▶ [Task]:
Copy out the following material word for word, keeping every line unchanged.

-- Start of Excerpted records --

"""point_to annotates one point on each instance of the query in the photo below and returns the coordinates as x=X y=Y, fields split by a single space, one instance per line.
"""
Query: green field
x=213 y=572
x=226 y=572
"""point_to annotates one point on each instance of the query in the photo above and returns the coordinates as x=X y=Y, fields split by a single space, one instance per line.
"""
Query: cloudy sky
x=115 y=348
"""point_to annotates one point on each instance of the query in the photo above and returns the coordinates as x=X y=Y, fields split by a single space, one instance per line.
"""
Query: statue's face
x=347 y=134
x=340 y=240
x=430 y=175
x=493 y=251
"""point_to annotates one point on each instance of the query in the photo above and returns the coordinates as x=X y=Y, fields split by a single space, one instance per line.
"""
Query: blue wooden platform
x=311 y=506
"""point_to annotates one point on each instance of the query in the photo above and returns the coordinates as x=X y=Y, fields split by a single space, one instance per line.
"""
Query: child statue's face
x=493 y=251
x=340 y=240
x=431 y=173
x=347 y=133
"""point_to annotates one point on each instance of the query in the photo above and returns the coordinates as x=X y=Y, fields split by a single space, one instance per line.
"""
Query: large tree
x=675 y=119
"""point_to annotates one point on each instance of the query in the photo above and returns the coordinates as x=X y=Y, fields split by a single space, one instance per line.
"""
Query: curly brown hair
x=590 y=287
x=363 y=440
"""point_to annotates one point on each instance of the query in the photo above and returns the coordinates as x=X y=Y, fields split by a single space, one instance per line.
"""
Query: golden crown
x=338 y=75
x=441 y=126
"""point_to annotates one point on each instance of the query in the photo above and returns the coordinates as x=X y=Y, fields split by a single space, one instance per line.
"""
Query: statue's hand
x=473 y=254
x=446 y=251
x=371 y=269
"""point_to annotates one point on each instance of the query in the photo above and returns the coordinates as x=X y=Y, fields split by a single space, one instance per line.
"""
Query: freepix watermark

-- End of Excerpted records --

▶ [Solution to this task]:
"""point_to annotates one point on each instance of the query in the photo below and returns the coordinates as x=X y=Y, fields split by a single space, one instance per line.
"""
Query: green field
x=213 y=572
x=226 y=572
"""point_to annotates one point on each instance of the query in the photo above and returns the coordinates as x=X y=Y, fields split by a single space, one instance per line.
"""
Query: cloudy sky
x=115 y=348
"""point_to annotates one point on each instance of the query in the photo above and returns the coordinates as x=X y=Y, fields split by a single space, one instance per line.
"""
Query: statue's face
x=347 y=134
x=340 y=240
x=430 y=175
x=493 y=251
"""point_to annotates one point on each instance of the query in the photo above and returns the coordinates as x=X y=Y, fields split by a single space, one instance per line.
"""
Query: blue wooden platform
x=311 y=506
"""point_to annotates one point on each instance of the query in the photo above and returns the coordinates as x=X y=Y, fields split by a single space, one instance per line.
"""
Query: child statue's face
x=493 y=251
x=340 y=240
x=431 y=173
x=347 y=133
"""point_to annotates one point on each instance of the query in the photo above and returns the coordinates as x=X y=Y, fields split by a single space, one instance per line.
"""
Query: large tree
x=675 y=119
"""point_to annotates one point on each instance of the query in the photo above and returns the coordinates as x=X y=Y, fields split by a single space, one instance per line.
"""
Query: curly brown hair
x=590 y=287
x=363 y=440
"""point_to annotates one point on each instance of the query in the photo above and returns the coordinates as x=X y=Y, fields split by a single space, one instance per line.
"""
Query: golden crown
x=338 y=75
x=441 y=126
"""point_to annotates one point on each instance of the query in the photo above and returns the coordinates as x=X y=Y, fields split by a single space, one instance per line.
"""
Query: statue's hand
x=473 y=254
x=446 y=251
x=371 y=269
"""point_to annotates one point on each instance of the query in the photo above and returns the coordinates as x=X y=Y, fields split by a single space, one instance per line.
"""
Query: freepix watermark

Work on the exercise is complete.